■ **About this task**
Beginning with the line that has "Where can you find the wrought", please write out the remaining lines of the material exactly, the last one included.

■ **Supplied material**
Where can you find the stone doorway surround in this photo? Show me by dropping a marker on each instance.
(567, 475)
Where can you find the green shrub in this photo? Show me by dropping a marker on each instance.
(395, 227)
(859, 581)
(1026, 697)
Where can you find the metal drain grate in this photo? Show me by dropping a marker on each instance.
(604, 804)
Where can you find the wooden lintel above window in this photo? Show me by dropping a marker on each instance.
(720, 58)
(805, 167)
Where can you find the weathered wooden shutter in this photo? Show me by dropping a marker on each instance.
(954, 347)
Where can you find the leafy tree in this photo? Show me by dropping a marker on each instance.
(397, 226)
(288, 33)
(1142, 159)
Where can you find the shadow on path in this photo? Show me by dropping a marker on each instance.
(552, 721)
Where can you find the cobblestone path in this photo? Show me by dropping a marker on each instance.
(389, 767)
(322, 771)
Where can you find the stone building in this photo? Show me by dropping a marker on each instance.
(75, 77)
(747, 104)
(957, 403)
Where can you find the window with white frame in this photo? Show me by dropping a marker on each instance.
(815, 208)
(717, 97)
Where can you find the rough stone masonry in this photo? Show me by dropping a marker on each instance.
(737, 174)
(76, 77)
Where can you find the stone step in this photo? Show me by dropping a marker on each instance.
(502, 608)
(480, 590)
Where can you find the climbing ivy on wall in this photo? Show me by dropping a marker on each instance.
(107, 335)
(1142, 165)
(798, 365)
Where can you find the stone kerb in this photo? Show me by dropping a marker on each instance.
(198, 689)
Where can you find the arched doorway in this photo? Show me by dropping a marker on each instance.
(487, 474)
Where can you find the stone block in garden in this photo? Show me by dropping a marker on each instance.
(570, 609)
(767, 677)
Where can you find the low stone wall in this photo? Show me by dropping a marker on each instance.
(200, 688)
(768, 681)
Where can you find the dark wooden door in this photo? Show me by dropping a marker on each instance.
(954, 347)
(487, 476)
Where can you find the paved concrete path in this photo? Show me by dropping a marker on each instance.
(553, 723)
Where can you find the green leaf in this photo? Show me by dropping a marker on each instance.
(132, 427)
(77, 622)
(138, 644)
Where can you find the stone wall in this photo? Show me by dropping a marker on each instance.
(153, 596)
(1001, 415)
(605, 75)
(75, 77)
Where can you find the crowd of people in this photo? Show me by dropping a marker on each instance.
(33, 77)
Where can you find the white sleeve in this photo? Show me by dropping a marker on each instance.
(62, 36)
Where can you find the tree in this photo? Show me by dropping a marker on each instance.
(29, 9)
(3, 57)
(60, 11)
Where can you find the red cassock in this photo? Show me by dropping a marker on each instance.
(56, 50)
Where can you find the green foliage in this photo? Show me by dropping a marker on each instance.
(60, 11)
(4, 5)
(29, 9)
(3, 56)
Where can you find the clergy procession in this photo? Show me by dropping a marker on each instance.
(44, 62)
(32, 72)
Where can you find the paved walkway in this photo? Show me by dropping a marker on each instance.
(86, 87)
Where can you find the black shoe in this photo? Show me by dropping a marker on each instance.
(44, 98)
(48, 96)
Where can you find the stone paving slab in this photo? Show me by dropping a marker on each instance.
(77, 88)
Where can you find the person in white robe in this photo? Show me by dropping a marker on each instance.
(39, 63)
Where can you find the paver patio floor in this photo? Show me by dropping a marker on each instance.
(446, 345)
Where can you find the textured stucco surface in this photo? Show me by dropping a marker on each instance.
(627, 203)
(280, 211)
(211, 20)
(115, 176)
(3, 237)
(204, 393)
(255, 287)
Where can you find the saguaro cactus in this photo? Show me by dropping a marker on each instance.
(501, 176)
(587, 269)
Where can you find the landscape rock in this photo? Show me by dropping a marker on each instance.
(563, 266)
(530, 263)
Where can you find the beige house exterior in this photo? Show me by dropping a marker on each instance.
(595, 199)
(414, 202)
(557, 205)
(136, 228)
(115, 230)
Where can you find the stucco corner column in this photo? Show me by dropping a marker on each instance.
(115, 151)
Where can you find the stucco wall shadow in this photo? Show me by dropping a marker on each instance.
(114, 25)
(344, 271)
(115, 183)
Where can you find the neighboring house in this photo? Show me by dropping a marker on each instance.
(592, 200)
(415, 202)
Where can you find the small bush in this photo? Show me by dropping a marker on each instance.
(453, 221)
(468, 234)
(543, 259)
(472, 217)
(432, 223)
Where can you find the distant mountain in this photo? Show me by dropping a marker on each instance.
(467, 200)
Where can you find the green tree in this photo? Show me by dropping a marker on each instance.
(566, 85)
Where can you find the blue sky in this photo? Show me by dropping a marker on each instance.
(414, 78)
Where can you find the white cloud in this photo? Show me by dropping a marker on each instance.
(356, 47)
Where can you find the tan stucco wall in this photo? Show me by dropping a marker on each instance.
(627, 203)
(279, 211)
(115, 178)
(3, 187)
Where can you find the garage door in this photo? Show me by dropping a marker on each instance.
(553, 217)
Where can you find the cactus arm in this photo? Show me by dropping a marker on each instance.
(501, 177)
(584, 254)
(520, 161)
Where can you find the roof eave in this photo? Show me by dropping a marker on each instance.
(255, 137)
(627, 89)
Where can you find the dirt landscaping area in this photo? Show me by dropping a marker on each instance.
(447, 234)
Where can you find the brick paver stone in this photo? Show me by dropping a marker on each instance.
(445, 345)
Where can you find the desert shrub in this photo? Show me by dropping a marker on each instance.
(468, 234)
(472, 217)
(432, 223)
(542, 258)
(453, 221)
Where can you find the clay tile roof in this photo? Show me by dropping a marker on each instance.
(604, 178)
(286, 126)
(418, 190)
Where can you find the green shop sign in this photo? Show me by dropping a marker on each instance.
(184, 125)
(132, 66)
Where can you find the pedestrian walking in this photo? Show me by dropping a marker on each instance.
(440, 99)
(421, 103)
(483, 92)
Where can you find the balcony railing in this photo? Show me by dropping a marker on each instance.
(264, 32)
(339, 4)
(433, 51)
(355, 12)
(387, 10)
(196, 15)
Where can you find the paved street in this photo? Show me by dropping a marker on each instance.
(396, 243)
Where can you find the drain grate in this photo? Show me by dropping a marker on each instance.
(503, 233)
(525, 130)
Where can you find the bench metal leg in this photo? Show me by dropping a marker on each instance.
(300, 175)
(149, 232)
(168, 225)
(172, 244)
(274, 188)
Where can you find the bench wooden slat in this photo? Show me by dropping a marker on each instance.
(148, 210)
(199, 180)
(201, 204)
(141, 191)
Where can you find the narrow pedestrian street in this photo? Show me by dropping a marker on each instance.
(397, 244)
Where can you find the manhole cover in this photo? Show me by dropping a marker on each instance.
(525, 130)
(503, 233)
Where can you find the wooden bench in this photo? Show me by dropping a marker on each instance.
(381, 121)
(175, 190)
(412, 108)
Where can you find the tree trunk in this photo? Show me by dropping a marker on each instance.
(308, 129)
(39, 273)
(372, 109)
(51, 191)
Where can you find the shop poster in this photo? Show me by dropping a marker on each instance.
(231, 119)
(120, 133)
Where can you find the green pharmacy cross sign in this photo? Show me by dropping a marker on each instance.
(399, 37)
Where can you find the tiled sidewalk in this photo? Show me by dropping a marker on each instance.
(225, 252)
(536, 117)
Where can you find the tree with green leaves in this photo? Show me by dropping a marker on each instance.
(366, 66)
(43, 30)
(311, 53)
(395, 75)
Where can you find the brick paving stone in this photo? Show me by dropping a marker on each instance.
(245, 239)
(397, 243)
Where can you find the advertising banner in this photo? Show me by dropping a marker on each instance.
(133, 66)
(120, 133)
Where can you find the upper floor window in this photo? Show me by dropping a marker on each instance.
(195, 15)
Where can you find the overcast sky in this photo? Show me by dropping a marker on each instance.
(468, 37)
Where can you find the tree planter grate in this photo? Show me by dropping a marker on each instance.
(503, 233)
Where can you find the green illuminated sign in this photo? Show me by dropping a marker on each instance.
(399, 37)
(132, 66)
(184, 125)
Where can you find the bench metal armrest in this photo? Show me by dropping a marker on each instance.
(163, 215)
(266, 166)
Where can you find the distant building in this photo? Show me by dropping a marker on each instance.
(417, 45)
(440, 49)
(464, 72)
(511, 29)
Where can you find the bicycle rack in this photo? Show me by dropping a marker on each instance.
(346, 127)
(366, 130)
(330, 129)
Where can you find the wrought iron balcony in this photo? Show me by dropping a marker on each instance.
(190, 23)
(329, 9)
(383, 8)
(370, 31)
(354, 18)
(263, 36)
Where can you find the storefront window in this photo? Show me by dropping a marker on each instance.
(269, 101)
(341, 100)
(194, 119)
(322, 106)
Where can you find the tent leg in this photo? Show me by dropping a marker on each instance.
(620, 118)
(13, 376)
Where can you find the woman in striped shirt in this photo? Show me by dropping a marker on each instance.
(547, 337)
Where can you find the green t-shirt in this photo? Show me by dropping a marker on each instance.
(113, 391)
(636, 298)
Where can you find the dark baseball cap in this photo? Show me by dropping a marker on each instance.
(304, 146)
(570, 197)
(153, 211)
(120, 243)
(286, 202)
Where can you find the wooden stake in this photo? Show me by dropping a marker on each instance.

■ **Expected output**
Where can you find the wrought iron balcony in this photo? Show me by dropping a marker on each instance.
(190, 23)
(329, 9)
(383, 8)
(370, 31)
(354, 18)
(263, 36)
Where can you find the storefront window in this photo? Show me by dropping a marker on each instance.
(269, 101)
(341, 100)
(194, 119)
(322, 106)
Where can you find the tent leg in this photo? Show me by dropping a marker on each instance.
(620, 118)
(13, 376)
Where can you find the woman in striped shirt in this photo? Show me by dropping a marker on each instance.
(547, 337)
Where can you find the green t-shirt in this photo? Show me by dropping a marker on each instance.
(113, 391)
(636, 298)
Where can you find the dark baseball cap in this photo? Show me by dropping a marker on each instance.
(304, 146)
(570, 197)
(153, 211)
(120, 243)
(286, 202)
Where can you find the wooden stake in this photo? Show me by dropping a marker on each instance.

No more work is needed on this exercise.